Given request
Reproduce every line of the material below without changing anything.

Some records
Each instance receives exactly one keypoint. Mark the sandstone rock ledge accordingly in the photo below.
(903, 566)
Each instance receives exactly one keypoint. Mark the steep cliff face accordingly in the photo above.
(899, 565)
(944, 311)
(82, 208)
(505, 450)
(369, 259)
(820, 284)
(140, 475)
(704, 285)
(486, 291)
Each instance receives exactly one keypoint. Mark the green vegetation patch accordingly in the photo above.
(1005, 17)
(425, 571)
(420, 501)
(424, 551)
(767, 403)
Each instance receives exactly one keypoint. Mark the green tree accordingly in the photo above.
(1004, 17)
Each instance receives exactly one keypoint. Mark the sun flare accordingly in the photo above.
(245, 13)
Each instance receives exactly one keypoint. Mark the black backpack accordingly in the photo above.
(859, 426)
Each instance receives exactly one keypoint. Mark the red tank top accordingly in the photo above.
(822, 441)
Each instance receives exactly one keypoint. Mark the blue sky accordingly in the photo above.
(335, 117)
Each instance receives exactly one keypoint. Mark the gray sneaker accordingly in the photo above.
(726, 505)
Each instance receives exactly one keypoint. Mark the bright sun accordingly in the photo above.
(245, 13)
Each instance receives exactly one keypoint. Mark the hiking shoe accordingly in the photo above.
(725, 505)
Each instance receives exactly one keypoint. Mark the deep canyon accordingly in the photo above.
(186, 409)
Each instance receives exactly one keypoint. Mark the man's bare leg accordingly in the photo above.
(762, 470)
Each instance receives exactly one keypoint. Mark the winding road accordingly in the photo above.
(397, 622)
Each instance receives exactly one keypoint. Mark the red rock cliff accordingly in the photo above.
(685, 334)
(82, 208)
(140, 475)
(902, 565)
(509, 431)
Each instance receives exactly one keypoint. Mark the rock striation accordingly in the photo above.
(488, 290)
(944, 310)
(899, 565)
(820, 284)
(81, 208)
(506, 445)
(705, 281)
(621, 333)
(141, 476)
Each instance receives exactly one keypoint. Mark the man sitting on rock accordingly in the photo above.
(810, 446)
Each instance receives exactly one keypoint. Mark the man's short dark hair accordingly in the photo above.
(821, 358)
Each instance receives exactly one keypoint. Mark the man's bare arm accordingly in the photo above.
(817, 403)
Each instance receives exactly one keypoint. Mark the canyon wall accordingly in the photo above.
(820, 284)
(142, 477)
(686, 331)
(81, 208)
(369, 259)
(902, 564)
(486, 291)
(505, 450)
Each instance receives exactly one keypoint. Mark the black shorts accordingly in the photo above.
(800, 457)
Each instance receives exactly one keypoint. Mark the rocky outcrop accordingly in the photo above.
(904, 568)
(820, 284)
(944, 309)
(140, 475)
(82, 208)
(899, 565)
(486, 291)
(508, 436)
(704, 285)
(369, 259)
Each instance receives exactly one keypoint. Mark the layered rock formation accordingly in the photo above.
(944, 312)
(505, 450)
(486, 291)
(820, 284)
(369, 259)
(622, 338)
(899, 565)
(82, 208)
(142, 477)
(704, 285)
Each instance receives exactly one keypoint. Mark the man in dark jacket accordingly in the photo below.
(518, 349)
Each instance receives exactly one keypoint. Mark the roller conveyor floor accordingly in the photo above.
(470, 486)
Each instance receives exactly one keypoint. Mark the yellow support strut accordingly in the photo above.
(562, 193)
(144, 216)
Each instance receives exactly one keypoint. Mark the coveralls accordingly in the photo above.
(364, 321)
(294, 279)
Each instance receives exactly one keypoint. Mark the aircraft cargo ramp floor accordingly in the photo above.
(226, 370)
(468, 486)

Task answer
Each instance receives exactly one keypoint. Mark the sandstone rock ledge accordingly in the photo below.
(903, 566)
Each instance receives exactly one keypoint. Mark the steep cliff face accordingly in the photo above.
(899, 565)
(944, 311)
(82, 208)
(505, 450)
(369, 259)
(820, 284)
(140, 475)
(704, 285)
(486, 291)
Each instance receives exactly one keypoint. Mark the green vegetation patch accordingly in the photo above.
(1005, 17)
(425, 571)
(420, 501)
(424, 551)
(767, 403)
Each instance receives exactly one keypoint. Mark the green tree accordingly in the photo above.
(1004, 17)
Each instance receives exactly one keypoint. Mark the sun flare accordingly in the photo above.
(245, 13)
Each instance receives exactly one keypoint. Mark the black backpack accordingly in the photo above.
(859, 426)
Each instance receives exactly one keypoint. Mark the red tank top accordingly in the photo above.
(822, 441)
Each instance receives exactly one keypoint. Mark the blue sky accordingly in the photo above.
(335, 117)
Each instance receives exactly one keypoint. Mark the gray sneaker accordingly in the photo above.
(726, 505)
Each instance receives exactly one keypoint. Mark the bright sun accordingly in the photo above.
(245, 13)
Each instance receives exactly one keypoint. Mark the hiking shoe accordingly in the photo above.
(725, 505)
Each instance receives exactly one keypoint. Mark the deep canyon accordingly in the photo above.
(186, 409)
Each instance receives exactly one keypoint. Mark the man's bare leg accordingly in the photo above.
(762, 470)
Each instance receives exactly one keypoint. Mark the winding road accordingly in the photo above.
(397, 622)
Each instance receives exactly one keypoint. Mark the red rock cliff accordingly in the photo above.
(685, 334)
(82, 208)
(140, 475)
(902, 565)
(509, 431)
Each instance receives exactly one keypoint. Mark the rock striation accordingly in the photo above.
(488, 290)
(944, 310)
(899, 565)
(820, 284)
(81, 208)
(506, 445)
(705, 281)
(621, 333)
(141, 476)
Each instance receives exactly one keypoint. Mark the man sitting on rock accordingly in the photo above.
(810, 446)
Each instance receives exactly one keypoint. Mark the man's short dark hair accordingly in the photo above.
(821, 358)
Each instance receives exactly one keypoint. Mark the man's bare arm accordingly in the photo above.
(817, 403)
Each instance receives exactly one keypoint. Mark the canyon wall accordingly in the photo above.
(820, 284)
(142, 477)
(686, 331)
(81, 208)
(369, 259)
(902, 564)
(486, 291)
(505, 450)
Each instance receives exactly one keypoint. Mark the black shorts accordingly in the photo above.
(800, 457)
Each instance receives exactly one keypoint. Mark the rocky outcrop accordingly in the photo above.
(904, 568)
(820, 284)
(944, 309)
(140, 475)
(82, 208)
(899, 565)
(486, 291)
(508, 436)
(704, 285)
(369, 259)
Each instance receives exactly one keypoint. Mark the layered rock formation accordingly in the photo above.
(944, 312)
(505, 450)
(486, 291)
(820, 284)
(369, 259)
(622, 338)
(899, 565)
(82, 208)
(142, 477)
(704, 285)
Each instance receives exactly one keypoint. Mark the man in dark jacket accordingly in the photo below.
(518, 349)
Each instance receives exactly one keypoint. Mark the roller conveyor floor accordingly in the photo above.
(470, 486)
Each instance receives exactly one keypoint. Mark the yellow support strut accordingly in the photo above.
(562, 193)
(144, 216)
Each instance receives exactly one keypoint. Mark the coveralls accordingly in the photo above.
(364, 321)
(294, 279)
Each instance receives exactly one keypoint. Mark the aircraft cargo ramp floor accordingly in the photo above.
(226, 370)
(468, 486)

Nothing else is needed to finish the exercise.